* _Document text_
When we care enough become attuned to ourselves as parents and to our children, the most inconvenient truths come out in unexpected (and usually dreaded) leaking exposures of rage or sadness or fear. And if we allow the pendulum to swing too far to so-called "slow parenting," instead of knowing and integrating our emotions better, we will eventually only add to the already present epidemic of cultural distraction and detachment from each other.

While Gibbs writes about the over-pressured and pressuring parents "helicoptering" over their kids' every move, she ignores the need adults and children have for deep levels of attunement. Sensitivity to a child's vulnerability at crucial phases is in fact not hovering, it is attunement: the very substance of attachment and the capacity for intimacy. Optimally, resolving frictions within a family atmosphere is as good a practice as any of conflict resolution in the larger world.

The focus of the TIME feature is new parenting movements, including the slow parenting movement and conceptualizing children as "free range". Well, children are not chickens, and their needs are not chicken feed. Lax parenting isn't really new, and like the more over-protective parenting, it comes from the same place of self-absorption and lack of flexibility. The fact is that there are actually phases of child development and changing moods, in addition to a need for parental involvement.

Just telling a parent to "relax" as the "free-range" movement suggest is as off-putting as it is pat. Relaxation can't be mandated, and if it is, we will have an increase in acting "as if" relaxed while still under the spell of worry about being judged as too stiff. When any script, no matter how humorous, is superimposed on already existing tension, the recipient of such a script merely hides the tension in deeper places.

Helping parents relax is a wonderful idea, but it is not synonymous with minimizing the importance in their children's growth. Sure, each individual child might not be the end all be all, but it is not wrong for a parent to talk to a teacher about her own child's needs. Such intervention is not always the product of hovering or over-control. Of course there are many obnoxiously bossy and self-absorbed parents, but pat advice born out of ridicule will not only fail to change them, but it will cause them to become further entrenched in their behavior.

As a family therapist, I find it interesting that while parents are being prodded to slow down and let their kids graze, most of us still belong to the religious systems based on threats and judgments and shunning. We have institutionalized an often desperate need to belong and to measure up. This leaves the parent who doesn't abide by the guru of the moment lost in dysfunction. Oh, how we all chide anyone who doesn't go along with our diets or our binges, and how we chide those who don't follow our parenting mantras.

How do we tell parents to settle down and breathe while many of our kids are not mentally or physically safe in school? Children are cutting themselves and writing death threats and Columbine journals, and still nothing changes. We have ghettos of physical poverty, drugs and violence, where a child cannot walk to school without fear of a stray bullet. How does slow parenting fit in this context? If we, the parents, keep being as slow as we are in this arena, our kids will continue to move quickly into alienation, boredom, and all the high tech addictions we have designed for them.

I stand my ground on professional, personal and civic levels. My fear is that Gibbs' good fun is ultimately careless regarding the damage being done to our children on all levels, by violence, by lack of intimacy with their parents as well as with anyone else.

My warning would be: Beware the revolution that defines itself as new without looking inward. There is much to be learned from attunement--no helicopters involved--to ourselves and our children who often have so much to teach us when we take the time to listen.

* _Assigned task 1_
Answer these questions from the parenting essay:
(a) What does the writer name as the focus of the TIME feature?
(b) What profession does the writer claim?
(c) What does the recipient of a script do when it is superimposed on already existing tension?
* _Assigned task 2_
Rewrite the part of the parenting essay that begins at the words "I stand my ground" and stops after "time to listen.", putting "movement" in place of "revolution".

* _Records supplied_

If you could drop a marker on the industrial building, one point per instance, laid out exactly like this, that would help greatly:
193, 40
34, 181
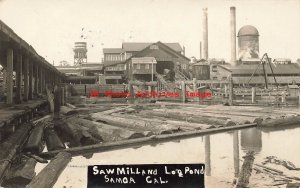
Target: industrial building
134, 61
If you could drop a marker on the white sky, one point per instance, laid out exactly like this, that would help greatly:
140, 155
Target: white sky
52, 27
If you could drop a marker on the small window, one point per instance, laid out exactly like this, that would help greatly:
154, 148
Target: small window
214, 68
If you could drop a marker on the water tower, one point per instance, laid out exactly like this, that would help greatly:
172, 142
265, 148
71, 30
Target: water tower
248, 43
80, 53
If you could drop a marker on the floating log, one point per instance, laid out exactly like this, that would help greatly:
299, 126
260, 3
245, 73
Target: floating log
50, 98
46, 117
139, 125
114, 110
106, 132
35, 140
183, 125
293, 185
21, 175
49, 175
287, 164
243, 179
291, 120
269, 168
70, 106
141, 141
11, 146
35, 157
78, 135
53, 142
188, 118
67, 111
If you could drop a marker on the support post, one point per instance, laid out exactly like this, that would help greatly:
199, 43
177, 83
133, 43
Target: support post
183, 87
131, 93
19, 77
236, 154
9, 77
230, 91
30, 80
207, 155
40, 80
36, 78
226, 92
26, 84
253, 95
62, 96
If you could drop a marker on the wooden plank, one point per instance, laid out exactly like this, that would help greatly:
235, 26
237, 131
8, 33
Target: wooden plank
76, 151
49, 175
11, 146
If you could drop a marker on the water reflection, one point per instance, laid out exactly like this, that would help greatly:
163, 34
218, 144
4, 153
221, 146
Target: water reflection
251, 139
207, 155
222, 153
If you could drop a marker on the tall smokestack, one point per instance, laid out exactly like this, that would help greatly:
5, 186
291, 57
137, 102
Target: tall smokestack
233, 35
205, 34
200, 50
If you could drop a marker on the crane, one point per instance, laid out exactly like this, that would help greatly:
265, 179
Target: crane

---

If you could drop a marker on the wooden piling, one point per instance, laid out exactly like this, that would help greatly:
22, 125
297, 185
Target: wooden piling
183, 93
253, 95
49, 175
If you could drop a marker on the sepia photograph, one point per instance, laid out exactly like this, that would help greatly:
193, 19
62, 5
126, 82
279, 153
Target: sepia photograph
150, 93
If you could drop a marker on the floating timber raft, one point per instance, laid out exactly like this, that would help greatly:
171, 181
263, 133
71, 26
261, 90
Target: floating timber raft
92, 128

* * *

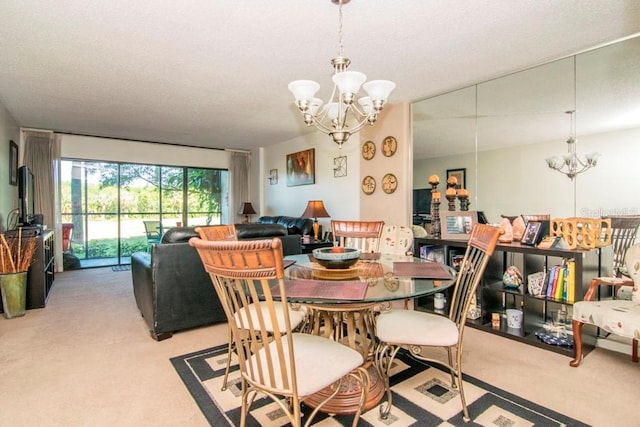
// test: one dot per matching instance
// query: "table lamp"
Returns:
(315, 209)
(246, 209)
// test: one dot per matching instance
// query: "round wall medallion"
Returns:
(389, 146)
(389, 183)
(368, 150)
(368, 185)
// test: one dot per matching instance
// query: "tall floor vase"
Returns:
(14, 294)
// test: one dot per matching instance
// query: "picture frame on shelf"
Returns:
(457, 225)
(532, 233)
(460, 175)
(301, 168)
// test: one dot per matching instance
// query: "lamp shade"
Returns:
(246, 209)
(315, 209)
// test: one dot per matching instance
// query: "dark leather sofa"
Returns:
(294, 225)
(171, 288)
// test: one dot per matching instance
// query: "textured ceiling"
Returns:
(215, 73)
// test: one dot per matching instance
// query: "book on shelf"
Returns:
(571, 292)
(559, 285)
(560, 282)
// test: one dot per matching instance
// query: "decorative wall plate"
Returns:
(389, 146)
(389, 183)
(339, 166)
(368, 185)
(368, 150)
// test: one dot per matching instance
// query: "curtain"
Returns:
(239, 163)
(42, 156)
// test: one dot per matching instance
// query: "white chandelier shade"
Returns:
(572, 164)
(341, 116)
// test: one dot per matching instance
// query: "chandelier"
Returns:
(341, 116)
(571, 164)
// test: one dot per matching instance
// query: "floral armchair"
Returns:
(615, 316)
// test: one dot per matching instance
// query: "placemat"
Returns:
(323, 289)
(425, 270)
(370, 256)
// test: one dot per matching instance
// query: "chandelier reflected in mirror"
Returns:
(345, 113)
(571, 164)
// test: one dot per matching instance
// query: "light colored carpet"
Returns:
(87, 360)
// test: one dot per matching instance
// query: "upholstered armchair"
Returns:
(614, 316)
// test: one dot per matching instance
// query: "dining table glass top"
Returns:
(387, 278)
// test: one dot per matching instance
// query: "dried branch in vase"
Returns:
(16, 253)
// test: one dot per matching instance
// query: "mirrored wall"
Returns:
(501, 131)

* _Answer 1_
(a) New parenting movements, including the slow parenting movement and conceptualizing children as "free range."
(b) Family therapist.
(c) The recipient merely hides the tension in deeper places.

* _Answer 2_
I stand my ground on professional, personal and civic levels. My fear is that Gibbs' good fun is ultimately careless regarding the damage being done to our children on all levels, by violence, by lack of intimacy with their parents as well as with anyone else.

My warning would be: Beware the movement that defines itself as new without looking inward. There is much to be learned from attunement--no helicopters involved--to ourselves and our children who often have so much to teach us when we take the time to listen.